Goal:
Reproduce verbatim every line from the one that includes "patterned shirt, shaped" to the closing line of the entries; omit everything before it.

Dataset extract:
----------

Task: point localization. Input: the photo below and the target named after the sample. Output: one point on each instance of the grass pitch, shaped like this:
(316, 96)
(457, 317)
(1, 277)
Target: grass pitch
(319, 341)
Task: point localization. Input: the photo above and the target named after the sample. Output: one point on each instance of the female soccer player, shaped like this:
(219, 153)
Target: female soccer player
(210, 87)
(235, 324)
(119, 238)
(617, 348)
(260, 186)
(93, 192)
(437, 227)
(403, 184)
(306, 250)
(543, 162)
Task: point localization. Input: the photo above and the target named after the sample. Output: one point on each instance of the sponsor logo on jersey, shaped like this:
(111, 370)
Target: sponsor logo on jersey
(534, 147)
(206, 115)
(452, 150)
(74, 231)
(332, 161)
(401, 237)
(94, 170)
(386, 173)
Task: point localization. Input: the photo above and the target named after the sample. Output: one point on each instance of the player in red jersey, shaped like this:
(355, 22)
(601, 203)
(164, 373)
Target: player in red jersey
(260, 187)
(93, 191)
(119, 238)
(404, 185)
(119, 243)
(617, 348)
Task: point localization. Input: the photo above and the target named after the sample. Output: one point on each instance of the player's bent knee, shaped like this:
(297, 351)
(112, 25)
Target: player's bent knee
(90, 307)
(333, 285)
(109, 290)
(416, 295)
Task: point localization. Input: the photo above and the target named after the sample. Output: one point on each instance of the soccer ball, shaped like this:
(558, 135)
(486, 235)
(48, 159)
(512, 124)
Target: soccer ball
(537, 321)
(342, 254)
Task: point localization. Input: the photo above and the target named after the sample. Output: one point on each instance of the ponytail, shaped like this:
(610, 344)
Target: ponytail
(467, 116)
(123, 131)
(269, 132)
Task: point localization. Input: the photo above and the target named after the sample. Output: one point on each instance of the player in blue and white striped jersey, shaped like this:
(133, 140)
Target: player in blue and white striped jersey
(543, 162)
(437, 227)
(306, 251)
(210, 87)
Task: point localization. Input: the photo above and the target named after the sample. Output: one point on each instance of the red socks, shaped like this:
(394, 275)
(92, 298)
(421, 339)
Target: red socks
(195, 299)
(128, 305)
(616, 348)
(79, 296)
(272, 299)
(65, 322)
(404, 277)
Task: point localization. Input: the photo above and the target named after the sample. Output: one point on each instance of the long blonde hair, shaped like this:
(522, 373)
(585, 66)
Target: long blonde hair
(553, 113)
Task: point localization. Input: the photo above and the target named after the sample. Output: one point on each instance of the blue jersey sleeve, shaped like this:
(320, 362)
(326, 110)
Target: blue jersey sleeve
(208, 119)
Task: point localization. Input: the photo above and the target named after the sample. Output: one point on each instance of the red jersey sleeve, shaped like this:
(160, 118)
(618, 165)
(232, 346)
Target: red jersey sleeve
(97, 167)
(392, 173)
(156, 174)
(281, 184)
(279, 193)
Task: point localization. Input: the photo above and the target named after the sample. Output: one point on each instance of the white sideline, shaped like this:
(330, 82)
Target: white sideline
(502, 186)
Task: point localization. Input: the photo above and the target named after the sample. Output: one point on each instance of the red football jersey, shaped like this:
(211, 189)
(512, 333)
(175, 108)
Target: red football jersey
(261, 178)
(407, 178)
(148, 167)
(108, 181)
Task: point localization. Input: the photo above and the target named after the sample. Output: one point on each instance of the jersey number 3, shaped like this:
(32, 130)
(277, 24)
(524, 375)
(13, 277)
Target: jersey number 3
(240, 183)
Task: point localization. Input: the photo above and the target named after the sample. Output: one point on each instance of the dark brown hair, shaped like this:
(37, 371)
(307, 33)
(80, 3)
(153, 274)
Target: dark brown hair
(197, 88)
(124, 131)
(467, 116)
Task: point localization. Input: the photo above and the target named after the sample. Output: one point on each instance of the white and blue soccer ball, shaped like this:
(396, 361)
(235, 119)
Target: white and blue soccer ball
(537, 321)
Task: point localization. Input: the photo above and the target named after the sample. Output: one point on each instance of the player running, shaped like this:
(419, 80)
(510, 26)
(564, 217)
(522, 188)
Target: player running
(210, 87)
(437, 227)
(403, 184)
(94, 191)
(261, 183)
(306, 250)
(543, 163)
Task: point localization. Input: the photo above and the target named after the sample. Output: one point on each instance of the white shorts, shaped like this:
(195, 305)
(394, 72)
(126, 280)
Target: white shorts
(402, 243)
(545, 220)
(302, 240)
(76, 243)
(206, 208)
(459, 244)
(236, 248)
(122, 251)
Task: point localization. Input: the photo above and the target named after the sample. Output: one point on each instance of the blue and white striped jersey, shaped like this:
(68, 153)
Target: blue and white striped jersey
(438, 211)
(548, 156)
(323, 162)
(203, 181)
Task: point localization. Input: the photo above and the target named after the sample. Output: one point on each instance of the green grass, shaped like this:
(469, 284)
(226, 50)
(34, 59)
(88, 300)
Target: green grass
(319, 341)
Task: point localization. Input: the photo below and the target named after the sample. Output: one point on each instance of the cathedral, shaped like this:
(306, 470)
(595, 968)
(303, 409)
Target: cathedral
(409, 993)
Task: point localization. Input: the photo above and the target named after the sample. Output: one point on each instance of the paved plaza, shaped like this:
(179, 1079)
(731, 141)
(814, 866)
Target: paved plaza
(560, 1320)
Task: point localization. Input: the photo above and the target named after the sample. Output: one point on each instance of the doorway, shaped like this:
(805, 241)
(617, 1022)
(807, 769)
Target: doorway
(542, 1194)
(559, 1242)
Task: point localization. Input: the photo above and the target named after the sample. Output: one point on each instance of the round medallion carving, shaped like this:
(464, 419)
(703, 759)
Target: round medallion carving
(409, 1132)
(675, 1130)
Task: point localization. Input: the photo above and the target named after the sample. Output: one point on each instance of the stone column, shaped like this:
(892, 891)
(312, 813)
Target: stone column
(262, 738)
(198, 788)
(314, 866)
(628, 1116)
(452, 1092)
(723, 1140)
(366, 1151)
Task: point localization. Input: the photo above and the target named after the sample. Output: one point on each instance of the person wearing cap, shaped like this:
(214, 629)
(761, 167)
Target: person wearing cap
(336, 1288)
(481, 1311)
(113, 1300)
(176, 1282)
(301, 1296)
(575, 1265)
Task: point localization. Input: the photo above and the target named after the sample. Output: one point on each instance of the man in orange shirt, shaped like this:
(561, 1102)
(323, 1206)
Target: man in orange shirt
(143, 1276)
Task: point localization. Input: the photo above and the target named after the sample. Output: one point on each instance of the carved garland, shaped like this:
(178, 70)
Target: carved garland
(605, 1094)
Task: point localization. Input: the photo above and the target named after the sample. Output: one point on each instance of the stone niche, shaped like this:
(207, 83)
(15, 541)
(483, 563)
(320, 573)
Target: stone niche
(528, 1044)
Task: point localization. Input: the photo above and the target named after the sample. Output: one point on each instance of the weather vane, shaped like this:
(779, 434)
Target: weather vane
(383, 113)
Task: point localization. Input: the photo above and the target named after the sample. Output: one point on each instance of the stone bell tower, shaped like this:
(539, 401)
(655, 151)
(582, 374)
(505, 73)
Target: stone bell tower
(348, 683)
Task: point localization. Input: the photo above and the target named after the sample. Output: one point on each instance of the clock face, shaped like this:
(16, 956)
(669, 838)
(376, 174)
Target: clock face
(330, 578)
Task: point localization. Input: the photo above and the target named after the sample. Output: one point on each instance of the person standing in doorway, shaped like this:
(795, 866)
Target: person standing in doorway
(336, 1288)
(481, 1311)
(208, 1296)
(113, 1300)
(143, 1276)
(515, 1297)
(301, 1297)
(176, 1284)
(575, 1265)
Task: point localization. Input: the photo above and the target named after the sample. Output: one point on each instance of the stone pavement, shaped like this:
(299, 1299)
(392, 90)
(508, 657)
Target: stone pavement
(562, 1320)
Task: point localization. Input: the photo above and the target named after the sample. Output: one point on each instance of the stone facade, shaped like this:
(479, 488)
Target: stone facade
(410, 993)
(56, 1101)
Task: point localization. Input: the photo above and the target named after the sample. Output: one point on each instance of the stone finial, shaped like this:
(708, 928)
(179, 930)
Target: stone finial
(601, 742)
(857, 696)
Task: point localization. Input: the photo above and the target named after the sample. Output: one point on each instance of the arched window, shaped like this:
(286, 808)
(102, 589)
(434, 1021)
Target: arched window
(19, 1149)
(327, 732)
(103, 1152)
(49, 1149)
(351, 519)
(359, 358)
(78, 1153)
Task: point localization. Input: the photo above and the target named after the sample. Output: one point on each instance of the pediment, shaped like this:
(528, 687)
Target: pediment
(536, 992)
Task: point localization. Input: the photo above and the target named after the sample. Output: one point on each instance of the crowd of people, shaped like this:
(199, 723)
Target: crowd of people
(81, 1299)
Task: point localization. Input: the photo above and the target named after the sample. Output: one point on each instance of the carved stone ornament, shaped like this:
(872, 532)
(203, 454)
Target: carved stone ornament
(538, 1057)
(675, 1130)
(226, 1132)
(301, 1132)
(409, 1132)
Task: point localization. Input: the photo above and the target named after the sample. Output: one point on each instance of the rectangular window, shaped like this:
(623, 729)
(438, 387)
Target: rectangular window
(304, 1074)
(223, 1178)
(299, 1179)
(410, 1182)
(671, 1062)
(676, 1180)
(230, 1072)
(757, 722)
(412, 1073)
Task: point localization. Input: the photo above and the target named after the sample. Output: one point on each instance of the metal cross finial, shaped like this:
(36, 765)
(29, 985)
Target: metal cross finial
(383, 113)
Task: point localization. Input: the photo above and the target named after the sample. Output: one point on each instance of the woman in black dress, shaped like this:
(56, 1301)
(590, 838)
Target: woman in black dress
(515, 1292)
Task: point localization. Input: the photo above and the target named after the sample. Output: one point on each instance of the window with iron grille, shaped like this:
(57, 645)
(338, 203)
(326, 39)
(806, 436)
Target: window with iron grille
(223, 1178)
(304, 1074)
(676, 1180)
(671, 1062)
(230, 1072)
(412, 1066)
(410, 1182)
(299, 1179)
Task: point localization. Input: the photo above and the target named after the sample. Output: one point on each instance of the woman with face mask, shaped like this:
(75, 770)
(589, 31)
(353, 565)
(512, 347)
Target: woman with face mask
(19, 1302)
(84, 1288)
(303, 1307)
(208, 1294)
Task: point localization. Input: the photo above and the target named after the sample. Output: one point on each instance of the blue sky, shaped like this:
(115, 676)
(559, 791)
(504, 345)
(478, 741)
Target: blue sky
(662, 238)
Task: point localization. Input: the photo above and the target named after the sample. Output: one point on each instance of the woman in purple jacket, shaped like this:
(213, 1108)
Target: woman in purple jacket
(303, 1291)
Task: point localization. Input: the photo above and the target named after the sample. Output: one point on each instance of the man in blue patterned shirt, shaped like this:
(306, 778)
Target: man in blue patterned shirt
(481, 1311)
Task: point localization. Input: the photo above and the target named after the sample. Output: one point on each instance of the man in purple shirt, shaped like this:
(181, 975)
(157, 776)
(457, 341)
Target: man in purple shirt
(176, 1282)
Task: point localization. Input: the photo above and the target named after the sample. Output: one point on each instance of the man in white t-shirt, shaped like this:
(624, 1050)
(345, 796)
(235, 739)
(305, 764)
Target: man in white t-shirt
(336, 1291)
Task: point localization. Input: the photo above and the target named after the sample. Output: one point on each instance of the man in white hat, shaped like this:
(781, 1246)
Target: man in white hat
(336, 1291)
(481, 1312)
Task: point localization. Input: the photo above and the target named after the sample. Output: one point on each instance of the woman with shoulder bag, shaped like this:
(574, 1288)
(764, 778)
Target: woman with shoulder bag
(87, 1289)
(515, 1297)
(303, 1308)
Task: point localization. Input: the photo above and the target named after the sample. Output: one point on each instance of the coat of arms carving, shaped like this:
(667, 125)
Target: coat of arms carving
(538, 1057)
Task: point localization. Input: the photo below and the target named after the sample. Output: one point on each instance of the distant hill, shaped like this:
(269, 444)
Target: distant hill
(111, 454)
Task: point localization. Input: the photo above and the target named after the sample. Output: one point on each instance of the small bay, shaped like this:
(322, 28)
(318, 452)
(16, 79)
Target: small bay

----------

Response:
Task: point localization. Input: the photo above and the target named after the sample. Output: one point on each instance of the man in blue patterned shirt, shaped like this:
(306, 778)
Target: man in blue patterned shirt
(481, 1311)
Task: point localization. Input: the photo above and the target named after the sample. Output: one point on each instance of the man in purple shirt, shaped like this:
(181, 975)
(157, 776)
(457, 341)
Target: man in purple shirt
(176, 1282)
Task: point localization. Input: the photo above and the target named after the sample. Output: one point on each instance of the man in white t-shirt, shaped like this:
(624, 1050)
(345, 796)
(235, 739)
(305, 764)
Target: man in white t-shirt
(336, 1291)
Task: point localization. Input: the photo above and the target named after the sample. Output: one point on each instance of the man in white hat, shaped like this:
(781, 1246)
Target: man in white hat
(336, 1291)
(481, 1312)
Task: point localization. Input: the photo above and the target named after the sample. Output: one point on each instance of the woman with shoulder bag, shaped like this:
(574, 1288)
(764, 778)
Target: woman with shoulder bag
(87, 1289)
(515, 1297)
(303, 1308)
Task: point localization. Input: the photo above and the target named after the sample. Output: one point on each instance of the coat of arms carving, shaped like this:
(667, 125)
Target: coat of arms carving
(538, 1057)
Task: point localization. Input: the photo below and the target named after the sample. Output: one point on each instance of the distant hill, shaped like this:
(269, 444)
Target: distant hill
(111, 454)
Task: point localization. Input: the photo above and the target named after the sample. Output: one point on each instance of the small bay, shaped like this:
(322, 28)
(318, 452)
(16, 79)
Target: small bay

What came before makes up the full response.